# SET OF TASKS
1. Reproduce the passage on China's policy goals between "China is pushing" and "renewable energy sources.", inclusive.
2. Answer these questions using the passage on China's policy goals:
(a) What is the upgraded target for carbon reduction per percentage point of GDP growth?
(b) How much financing will Local Governments be allowed to raise via Special Bonds?
(c) What is the new annual budget for the 'swap the old for the new' campaign?

# PASSAGE
Energy Transition and Net Zero

China maintains its target to achieve NetZero by 2060 and is accelerating its decarbonization drive. Thus, the target of 3% reduction of carbon has been upgraded to 3.8% reduction of carbon per percentage point growth in GDP. To achieve this, it will continue to promote new and green energy sources such as solar (#PV), wind, hydrogen, and nuclear.

China is pushing for the adoption of Electric Vehicles in the domestic as well as overseas markets. It is worth noting that BYD has surpassed Tesla in terms of total #EV sales. The US-Iran conflict has firmed up China’s resolve to foster renewable energy sources.

Housing Crisis and Local Government Financing

Real estate used to account for a major share of the revenues of Local Governments, but with the housing glut, that revenue stream has basically stopped. Therefore, the Central Government will allow Local Governments to raise financing via Special Bonds to the tune of RMB 4.4 trillion. The proceeds will go mainly to fund infrastructure improvements.

Social Measures and Domestic Consumption

To reverse the demographic decline, China is incentivizing child births, and this year, it plans to experiment with flexible working conditions for parents. Additionally, organizations are encouraged to spread and extend holidays in a bid to boost tourism. In accordance with its means and needs, China plans to improve its pension and social coverage to bring back consumer confidence.

At the same time, to further boost consumption, China launched the ‘swap the old for the new’ campaign. However, the annual budget for this particular measure has been trimmed from RMB 300 billion in 2025 to RMB 250 billion.

Strategic Objectives

The #TwoSessions2026 set the tone for the new chapter, and the #FYP15 provides direction for future development. China aims to become a prosperous and innovative nation by 2035, while taking into consideration the challenging global environment.

China is striving to shed its image of the ‘factory of the world’ for low-cost, low-quality commodities to become a ‘global innovation hub’, creating high-value, #hitech products.

# EXTRACTED ENTRIES
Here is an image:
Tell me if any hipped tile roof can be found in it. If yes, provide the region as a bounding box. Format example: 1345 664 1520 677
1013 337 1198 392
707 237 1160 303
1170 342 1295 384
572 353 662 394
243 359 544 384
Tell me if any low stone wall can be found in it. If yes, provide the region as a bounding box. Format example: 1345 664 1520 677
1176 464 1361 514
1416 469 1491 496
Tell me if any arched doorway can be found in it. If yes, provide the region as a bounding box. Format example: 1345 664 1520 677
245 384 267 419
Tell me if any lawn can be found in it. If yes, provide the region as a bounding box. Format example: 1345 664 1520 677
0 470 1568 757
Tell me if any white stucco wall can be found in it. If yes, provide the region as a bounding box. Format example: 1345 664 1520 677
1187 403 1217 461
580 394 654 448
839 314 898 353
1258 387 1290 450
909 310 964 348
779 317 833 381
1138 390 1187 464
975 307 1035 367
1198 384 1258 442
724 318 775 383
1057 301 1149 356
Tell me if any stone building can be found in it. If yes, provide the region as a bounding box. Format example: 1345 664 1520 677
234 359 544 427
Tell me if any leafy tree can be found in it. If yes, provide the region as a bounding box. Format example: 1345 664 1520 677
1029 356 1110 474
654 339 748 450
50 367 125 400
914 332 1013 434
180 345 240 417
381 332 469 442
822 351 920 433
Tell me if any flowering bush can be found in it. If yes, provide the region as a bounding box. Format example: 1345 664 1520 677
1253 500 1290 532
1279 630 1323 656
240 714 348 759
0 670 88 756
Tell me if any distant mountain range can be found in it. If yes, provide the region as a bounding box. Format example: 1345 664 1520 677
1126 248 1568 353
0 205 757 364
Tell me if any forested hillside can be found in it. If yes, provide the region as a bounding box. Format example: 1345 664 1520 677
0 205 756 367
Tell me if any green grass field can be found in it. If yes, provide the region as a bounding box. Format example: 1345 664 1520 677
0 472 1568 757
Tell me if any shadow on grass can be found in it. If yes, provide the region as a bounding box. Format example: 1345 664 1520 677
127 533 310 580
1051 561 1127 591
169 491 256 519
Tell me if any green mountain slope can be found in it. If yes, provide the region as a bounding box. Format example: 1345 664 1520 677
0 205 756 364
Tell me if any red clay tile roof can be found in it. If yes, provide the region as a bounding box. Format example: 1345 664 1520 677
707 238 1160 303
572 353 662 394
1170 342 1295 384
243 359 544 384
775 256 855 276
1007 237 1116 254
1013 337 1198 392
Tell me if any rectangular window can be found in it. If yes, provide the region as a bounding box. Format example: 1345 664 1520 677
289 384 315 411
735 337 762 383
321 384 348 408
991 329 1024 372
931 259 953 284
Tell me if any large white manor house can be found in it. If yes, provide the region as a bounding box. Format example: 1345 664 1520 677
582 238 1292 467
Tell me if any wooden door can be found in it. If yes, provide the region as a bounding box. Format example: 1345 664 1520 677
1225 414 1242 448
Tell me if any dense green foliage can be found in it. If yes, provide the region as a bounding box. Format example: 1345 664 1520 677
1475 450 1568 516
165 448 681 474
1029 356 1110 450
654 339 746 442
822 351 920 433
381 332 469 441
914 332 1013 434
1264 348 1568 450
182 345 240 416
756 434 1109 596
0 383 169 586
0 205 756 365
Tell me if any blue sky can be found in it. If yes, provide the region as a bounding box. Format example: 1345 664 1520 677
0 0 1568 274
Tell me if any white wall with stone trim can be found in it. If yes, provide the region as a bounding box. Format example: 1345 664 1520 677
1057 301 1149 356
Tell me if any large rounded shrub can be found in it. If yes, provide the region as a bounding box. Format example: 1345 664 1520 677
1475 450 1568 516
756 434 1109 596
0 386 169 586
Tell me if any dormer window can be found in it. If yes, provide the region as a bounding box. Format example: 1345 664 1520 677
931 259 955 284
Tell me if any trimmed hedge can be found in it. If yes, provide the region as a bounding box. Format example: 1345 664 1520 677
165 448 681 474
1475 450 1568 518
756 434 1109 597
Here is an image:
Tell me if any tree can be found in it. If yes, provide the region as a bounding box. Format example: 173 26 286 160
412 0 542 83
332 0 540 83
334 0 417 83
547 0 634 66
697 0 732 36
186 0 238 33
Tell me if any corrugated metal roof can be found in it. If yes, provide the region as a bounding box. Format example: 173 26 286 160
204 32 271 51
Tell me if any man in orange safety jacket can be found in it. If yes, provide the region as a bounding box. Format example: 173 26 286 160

# EXPECTED OUTPUTS
1.
China is pushing for the adoption of Electric Vehicles in the domestic as well as overseas markets. It is worth noting that BYD has surpassed Tesla in terms of total #EV sales. The US-Iran conflict has firmed up China’s resolve to foster renewable energy sources.

2.
(a) 3.8%
(b) RMB 4.4 trillion
(c) RMB 250 billion